▽

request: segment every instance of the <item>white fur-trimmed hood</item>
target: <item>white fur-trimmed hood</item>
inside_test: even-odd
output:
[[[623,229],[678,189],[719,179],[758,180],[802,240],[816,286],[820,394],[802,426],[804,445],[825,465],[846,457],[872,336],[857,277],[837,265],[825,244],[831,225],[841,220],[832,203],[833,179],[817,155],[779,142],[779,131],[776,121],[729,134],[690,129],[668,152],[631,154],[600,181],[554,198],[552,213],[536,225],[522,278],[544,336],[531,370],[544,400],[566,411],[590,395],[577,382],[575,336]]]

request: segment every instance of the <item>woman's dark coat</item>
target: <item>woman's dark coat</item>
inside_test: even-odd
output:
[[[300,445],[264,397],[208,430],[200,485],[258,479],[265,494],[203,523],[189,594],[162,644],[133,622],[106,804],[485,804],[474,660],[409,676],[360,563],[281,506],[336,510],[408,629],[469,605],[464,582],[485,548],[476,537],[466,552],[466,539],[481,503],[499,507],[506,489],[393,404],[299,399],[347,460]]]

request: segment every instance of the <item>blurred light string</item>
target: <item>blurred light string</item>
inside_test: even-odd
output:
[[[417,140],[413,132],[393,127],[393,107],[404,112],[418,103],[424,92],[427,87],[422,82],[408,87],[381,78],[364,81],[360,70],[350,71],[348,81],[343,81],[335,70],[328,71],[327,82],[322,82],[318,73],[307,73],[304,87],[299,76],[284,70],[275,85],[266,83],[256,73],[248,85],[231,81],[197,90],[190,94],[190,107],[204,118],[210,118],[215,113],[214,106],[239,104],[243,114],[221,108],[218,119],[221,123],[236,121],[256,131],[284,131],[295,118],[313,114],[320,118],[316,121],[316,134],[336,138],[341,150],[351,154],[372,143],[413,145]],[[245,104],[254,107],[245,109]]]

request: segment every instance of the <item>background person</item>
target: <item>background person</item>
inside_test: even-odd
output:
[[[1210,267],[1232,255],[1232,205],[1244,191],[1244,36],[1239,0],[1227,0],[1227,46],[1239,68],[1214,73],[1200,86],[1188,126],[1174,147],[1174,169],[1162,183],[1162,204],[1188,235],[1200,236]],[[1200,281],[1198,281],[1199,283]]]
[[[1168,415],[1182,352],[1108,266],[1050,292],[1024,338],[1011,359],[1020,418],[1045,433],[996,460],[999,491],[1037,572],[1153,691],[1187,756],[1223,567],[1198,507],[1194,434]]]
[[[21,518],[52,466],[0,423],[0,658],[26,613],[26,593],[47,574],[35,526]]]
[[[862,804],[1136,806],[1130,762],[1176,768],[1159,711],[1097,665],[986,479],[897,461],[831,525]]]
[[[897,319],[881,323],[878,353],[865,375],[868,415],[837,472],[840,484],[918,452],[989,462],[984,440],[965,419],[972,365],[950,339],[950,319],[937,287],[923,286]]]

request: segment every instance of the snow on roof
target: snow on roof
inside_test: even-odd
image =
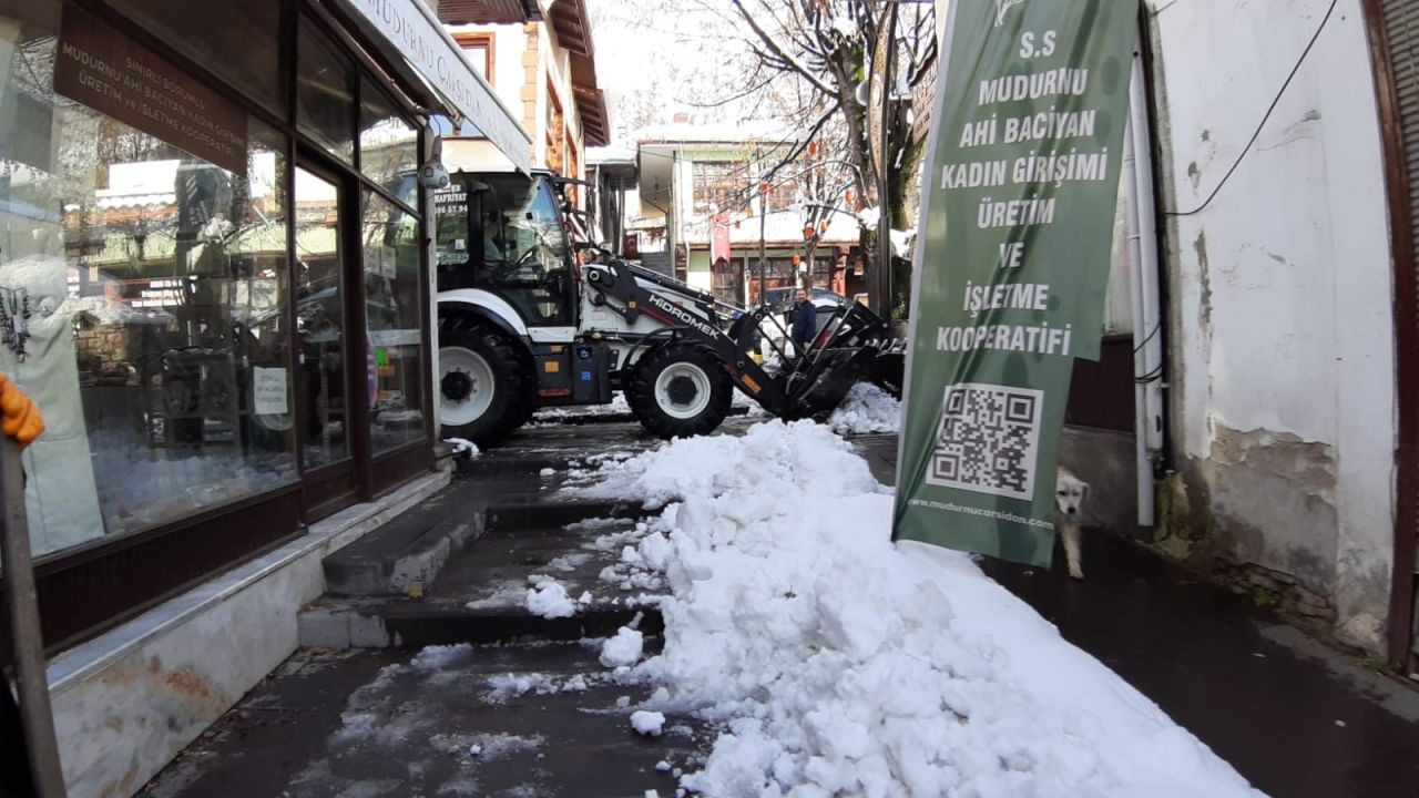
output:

△

Objective.
Reproduce all of the records above line for line without any changes, leaving out the picture.

Final answer.
request: segment every instance of the <item>white fur-trimmed hood</item>
target: <item>white fur-trimmed hood</item>
inside_test: even-odd
output:
[[[623,229],[678,189],[719,179],[758,180],[802,240],[816,286],[820,394],[802,426],[804,445],[825,465],[846,457],[872,336],[857,277],[837,265],[825,244],[831,225],[841,220],[832,203],[833,179],[817,155],[779,142],[779,131],[776,121],[729,134],[690,129],[668,152],[631,154],[600,181],[554,198],[552,213],[536,225],[522,278],[544,336],[531,370],[544,400],[566,411],[590,395],[577,382],[575,336]]]

request: segment every instance of the <item>woman's dark coat</item>
target: <item>woman's dark coat</item>
inside_test: even-odd
output:
[[[300,445],[264,397],[208,430],[200,485],[258,479],[265,494],[203,523],[189,594],[162,644],[133,622],[106,804],[485,804],[474,660],[409,676],[360,563],[281,506],[336,510],[408,629],[469,605],[464,582],[485,548],[476,537],[466,552],[466,539],[481,503],[499,507],[506,489],[393,404],[299,399],[347,460]]]

request: segment every instance of the <item>blurred light string</item>
target: <item>blurred light string</item>
inside_test: even-odd
output:
[[[417,140],[413,132],[393,127],[393,107],[404,112],[418,103],[424,92],[427,87],[422,82],[408,87],[381,78],[364,81],[360,70],[350,71],[348,81],[343,81],[335,70],[328,71],[327,82],[322,82],[318,73],[307,73],[304,87],[299,76],[284,70],[275,85],[266,83],[256,73],[248,85],[231,81],[197,90],[190,94],[190,107],[204,118],[210,118],[215,113],[214,106],[239,104],[243,114],[221,108],[218,119],[221,123],[236,121],[256,131],[284,131],[295,118],[313,114],[320,118],[316,121],[316,134],[336,138],[341,150],[351,154],[372,143],[413,145]],[[245,104],[254,107],[245,109]]]

request: segment every instance of the <item>background person</item>
target: <item>background person</item>
inside_test: even-odd
output:
[[[1210,267],[1232,255],[1232,205],[1244,191],[1244,36],[1239,0],[1227,0],[1227,46],[1239,68],[1214,73],[1200,86],[1188,126],[1174,147],[1174,169],[1162,183],[1162,204],[1188,235],[1200,236]],[[1200,281],[1198,281],[1199,283]]]
[[[1168,415],[1182,352],[1108,266],[1050,292],[1024,338],[1011,359],[1020,418],[1045,433],[996,460],[999,491],[1037,572],[1153,691],[1187,756],[1223,567],[1198,507],[1194,434]]]
[[[21,518],[52,466],[0,423],[0,658],[26,613],[26,593],[47,574],[35,526]]]
[[[862,804],[1136,806],[1130,762],[1176,768],[1159,711],[1097,665],[986,479],[897,461],[831,525]]]
[[[897,319],[881,323],[878,353],[865,375],[868,415],[837,472],[840,484],[918,452],[989,462],[984,440],[965,419],[972,365],[950,339],[950,319],[937,287],[923,286]]]

request: segment every instance of the snow on roof
target: snow on roof
inside_test: even-odd
image =
output:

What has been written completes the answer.